##### DOCUMENT SEGMENT #####
Joy continues the "Just for Pastors' Wives" series. You can connect with her on Facebook and Twitter. Currently, Joy’s husband Joel serves as lead pastor of Willamette Christian Church, where she serves in a wide variety of teaching, serving, counseling and advisory roles. She is passionate about helping women understand and apply the truths in God’s Word and enjoys using speaking opportunities to do so.

Dear Pastor's Wife,

They say that pastor's wives are lonely. I dare say that some of us are (especially those of lead or teaching pastors). Maybe it is because we are in the limelight. Maybe some people feel we are inapproachable. Maybe it is because we need to avail ourselves to many and therefore find it hard to focus in on a few. Maybe it is because of the secrets we must keep for others or our own proprieties we must keep. Maybe it is because we are set apart from others, either of our own doing, or the doing of others. But, I don't think that we need to live this way. I think it is possible (as I have experienced) to have wonderful friendships within our church families if we are intentional about the ministry in which we engage.
##### MATERIAL #####
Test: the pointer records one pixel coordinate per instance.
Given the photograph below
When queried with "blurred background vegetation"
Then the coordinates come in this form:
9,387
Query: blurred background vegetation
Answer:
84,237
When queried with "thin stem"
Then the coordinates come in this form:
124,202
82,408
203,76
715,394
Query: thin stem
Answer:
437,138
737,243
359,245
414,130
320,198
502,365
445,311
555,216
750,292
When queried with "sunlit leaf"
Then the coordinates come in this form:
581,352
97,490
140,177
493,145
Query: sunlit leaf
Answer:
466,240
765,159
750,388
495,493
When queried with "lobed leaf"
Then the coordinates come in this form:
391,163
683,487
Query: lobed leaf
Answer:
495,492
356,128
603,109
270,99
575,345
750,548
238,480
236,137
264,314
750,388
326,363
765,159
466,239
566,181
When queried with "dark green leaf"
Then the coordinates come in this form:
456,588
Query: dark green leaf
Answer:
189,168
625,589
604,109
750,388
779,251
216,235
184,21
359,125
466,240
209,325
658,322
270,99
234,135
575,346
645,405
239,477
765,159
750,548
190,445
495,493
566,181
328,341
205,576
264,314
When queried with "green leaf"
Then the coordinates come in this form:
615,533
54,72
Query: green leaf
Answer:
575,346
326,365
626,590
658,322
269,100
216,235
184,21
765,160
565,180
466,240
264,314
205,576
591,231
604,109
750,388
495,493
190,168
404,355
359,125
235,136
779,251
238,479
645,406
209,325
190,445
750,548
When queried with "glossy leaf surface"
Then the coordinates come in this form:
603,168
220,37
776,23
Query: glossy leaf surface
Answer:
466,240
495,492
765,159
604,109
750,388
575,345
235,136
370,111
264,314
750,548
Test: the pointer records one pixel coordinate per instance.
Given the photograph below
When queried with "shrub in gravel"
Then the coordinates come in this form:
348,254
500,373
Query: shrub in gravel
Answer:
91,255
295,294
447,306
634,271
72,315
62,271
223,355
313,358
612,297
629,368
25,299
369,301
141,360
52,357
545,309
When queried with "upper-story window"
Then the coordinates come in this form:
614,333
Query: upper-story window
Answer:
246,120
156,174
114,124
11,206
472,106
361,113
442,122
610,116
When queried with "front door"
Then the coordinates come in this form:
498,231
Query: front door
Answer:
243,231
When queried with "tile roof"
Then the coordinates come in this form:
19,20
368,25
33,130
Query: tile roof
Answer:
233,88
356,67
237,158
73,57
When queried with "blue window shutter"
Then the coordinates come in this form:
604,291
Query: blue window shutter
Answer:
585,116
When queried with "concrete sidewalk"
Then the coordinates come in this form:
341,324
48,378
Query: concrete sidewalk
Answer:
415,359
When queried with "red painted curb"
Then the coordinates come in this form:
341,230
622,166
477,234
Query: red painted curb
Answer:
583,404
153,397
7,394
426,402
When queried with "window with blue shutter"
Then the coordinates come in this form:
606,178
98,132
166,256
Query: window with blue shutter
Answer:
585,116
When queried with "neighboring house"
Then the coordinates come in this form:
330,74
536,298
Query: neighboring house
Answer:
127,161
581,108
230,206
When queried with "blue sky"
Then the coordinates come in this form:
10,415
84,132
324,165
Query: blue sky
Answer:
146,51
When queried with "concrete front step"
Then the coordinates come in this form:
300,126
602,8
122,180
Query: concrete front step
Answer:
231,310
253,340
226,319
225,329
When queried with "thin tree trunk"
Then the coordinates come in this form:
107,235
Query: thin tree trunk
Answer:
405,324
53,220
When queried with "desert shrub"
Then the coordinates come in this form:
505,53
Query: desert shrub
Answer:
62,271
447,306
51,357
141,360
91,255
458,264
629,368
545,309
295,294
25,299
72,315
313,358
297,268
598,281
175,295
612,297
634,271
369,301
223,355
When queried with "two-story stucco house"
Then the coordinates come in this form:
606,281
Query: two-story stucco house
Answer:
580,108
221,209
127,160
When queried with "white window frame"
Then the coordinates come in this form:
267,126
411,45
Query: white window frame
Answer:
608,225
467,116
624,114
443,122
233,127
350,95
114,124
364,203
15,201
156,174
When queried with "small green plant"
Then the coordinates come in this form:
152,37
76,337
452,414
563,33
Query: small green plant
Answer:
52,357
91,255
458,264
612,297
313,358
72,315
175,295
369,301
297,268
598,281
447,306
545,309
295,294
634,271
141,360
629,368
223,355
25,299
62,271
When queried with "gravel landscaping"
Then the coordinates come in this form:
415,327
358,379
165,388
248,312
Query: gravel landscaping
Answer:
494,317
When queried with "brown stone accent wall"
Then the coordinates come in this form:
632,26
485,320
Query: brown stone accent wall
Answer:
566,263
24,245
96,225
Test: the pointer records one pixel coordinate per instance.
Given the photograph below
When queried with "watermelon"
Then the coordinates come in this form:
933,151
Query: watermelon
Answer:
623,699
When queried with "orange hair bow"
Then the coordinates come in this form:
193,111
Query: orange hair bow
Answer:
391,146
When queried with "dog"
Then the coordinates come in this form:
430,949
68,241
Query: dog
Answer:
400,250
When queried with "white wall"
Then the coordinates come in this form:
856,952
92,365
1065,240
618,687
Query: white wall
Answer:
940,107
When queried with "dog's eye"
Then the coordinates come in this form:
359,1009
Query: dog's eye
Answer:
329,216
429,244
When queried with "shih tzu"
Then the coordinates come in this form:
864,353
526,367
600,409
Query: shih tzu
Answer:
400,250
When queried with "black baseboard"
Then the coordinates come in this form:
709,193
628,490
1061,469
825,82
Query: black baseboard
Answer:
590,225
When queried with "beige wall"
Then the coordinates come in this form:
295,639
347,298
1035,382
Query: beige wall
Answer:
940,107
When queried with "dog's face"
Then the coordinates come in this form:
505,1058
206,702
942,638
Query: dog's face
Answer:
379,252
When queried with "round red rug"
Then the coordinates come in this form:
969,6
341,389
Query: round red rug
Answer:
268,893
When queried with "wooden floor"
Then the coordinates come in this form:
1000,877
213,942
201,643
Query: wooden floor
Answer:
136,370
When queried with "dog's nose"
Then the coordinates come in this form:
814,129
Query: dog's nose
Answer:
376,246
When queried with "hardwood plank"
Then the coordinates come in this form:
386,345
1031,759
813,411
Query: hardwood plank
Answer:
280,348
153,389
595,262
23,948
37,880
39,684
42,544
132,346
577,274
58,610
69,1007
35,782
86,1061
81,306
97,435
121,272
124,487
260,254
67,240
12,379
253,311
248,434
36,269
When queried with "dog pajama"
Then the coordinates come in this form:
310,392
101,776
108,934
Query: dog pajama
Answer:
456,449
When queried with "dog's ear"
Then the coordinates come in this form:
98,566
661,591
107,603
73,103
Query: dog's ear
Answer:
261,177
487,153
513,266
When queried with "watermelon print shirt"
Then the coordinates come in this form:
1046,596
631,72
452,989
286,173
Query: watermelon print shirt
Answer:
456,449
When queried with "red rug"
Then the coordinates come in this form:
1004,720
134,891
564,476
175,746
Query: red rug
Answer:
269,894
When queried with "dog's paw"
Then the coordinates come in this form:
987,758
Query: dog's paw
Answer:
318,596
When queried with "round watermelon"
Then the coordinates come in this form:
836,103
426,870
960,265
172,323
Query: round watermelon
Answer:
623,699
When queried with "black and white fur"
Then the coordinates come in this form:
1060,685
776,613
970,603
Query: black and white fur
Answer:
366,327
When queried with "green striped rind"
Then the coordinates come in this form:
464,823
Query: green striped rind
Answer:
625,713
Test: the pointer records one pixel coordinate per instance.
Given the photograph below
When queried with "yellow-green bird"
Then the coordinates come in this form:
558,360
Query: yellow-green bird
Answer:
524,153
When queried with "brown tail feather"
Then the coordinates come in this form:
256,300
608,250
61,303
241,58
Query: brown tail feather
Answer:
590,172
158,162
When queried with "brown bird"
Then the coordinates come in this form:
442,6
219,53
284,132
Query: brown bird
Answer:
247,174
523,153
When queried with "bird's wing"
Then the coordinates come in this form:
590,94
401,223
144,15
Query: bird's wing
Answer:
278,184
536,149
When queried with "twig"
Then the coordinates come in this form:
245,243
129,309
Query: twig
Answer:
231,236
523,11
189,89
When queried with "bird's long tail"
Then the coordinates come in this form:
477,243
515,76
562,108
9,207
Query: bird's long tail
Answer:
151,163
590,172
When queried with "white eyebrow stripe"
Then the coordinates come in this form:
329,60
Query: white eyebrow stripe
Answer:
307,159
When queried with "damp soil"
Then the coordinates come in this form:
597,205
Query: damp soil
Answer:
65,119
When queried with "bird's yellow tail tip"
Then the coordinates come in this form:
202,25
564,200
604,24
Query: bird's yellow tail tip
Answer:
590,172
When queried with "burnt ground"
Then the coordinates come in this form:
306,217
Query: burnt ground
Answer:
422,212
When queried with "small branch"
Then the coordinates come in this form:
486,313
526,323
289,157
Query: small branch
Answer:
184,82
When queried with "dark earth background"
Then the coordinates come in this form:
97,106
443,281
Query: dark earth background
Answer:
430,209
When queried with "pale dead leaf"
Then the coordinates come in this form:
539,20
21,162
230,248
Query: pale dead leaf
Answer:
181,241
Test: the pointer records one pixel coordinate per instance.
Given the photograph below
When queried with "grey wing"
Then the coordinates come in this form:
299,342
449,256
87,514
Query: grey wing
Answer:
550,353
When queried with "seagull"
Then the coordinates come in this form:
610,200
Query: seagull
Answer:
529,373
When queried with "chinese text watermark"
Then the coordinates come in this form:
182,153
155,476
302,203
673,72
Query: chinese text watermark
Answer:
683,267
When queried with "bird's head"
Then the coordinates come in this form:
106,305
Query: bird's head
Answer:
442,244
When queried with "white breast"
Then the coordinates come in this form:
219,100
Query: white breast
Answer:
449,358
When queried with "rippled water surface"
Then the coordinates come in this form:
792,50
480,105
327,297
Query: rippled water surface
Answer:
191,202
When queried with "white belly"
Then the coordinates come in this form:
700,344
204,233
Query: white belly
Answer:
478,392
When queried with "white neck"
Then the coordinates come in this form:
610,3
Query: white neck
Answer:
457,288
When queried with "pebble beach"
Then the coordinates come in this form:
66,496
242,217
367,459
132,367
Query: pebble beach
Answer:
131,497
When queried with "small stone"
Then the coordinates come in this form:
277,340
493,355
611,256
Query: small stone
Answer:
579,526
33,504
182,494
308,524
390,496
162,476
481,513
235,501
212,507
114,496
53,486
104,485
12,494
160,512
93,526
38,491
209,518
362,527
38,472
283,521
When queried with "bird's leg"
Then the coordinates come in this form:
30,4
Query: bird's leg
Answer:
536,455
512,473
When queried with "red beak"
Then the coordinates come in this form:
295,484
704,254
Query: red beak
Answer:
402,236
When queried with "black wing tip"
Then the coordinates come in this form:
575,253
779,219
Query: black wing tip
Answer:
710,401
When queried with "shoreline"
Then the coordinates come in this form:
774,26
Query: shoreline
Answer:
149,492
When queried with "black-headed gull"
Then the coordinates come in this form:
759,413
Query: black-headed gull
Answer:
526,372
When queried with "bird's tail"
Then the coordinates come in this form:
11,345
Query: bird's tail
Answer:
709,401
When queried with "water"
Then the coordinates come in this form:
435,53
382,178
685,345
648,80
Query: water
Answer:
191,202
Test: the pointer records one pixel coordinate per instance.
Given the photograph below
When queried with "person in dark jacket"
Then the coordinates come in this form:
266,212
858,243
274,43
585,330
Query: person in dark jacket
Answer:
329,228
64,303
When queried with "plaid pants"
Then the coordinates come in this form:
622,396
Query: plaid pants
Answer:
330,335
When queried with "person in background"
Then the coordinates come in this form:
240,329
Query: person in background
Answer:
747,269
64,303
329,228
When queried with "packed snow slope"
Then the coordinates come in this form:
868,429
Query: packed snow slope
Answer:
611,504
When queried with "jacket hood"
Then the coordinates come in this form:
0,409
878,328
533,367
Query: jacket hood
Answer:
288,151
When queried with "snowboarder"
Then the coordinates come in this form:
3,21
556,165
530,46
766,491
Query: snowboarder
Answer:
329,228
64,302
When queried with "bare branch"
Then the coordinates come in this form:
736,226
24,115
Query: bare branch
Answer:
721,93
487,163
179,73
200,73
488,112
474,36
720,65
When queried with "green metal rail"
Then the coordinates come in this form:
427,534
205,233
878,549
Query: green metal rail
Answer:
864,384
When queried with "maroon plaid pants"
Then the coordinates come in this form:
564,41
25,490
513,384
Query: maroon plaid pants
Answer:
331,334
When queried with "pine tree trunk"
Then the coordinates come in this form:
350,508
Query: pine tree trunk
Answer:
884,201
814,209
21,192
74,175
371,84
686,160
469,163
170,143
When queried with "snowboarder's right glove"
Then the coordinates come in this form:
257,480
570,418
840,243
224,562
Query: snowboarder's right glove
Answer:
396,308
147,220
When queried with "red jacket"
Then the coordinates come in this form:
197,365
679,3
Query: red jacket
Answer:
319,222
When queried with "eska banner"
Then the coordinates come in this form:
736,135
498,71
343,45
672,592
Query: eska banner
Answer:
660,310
#####
JOB A:
Using the piece on pastors' wives, answer these:
(i) Which church does Joy's husband Joel serve as lead pastor?
(ii) Which pastors' wives does the letter say are especially lonely?
(iii) On which two platforms can readers connect with Joy?
JOB B:
Print a passage from the piece on pastors' wives word for word. Begin at the words "Joy continues the" and stop after "opportunities to do so.".
JOB C:
Give what follows in the piece on pastors' wives, starting after its final sentence.

EXERCISE RESULT A:
(i) Willamette Christian Church
(ii) Those of lead or teaching pastors
(iii) Facebook and Twitter

EXERCISE RESULT B:
Joy continues the "Just for Pastors' Wives" series. You can connect with her on Facebook and Twitter. Currently, Joy’s husband Joel serves as lead pastor of Willamette Christian Church, where she serves in a wide variety of teaching, serving, counseling and advisory roles. She is passionate about helping women understand and apply the truths in God’s Word and enjoys using speaking opportunities to do so.

EXERCISE RESULT C:
Along this vein, I think a question that each of us has wrestled with at one time or another is, "How do I foster friendships within the church while setting boundaries and doing effective ministry? How do I determine with whom I should spend my time?". I have two thoughts on the subject.

1. You can really only minister effectively to a few people at a time.

This is a reality that we as PWs have to face. We are not superwomen and we have to be aware of our limitations. They say that no matter what size church you are in, you can really only know about 60 people (and much fewer still that we can actually invest in!). Those 60 people are going to shift with time, stage of life, and location of ministry. Sadly, many relationships are going to have to be let go at one point or another. In other words, you won't be able to maintain all of your previous relationships to successfully minister to the new ones God has for you. I think that a lot of pressure is taken off of us when we accept that we are finite.

Like the Good Samaritan, God places the people that He wants us to minister to in our path. They are in our sphere of influence. They are our children's friends' parents, our neighbors, the people we serve with, etc. If there are friendships too far outside of those arenas, it will be a lot of work and effort to maintain them regularly. Perhaps we should focus on the friendships where God has already planted us and cultivate what comes naturally.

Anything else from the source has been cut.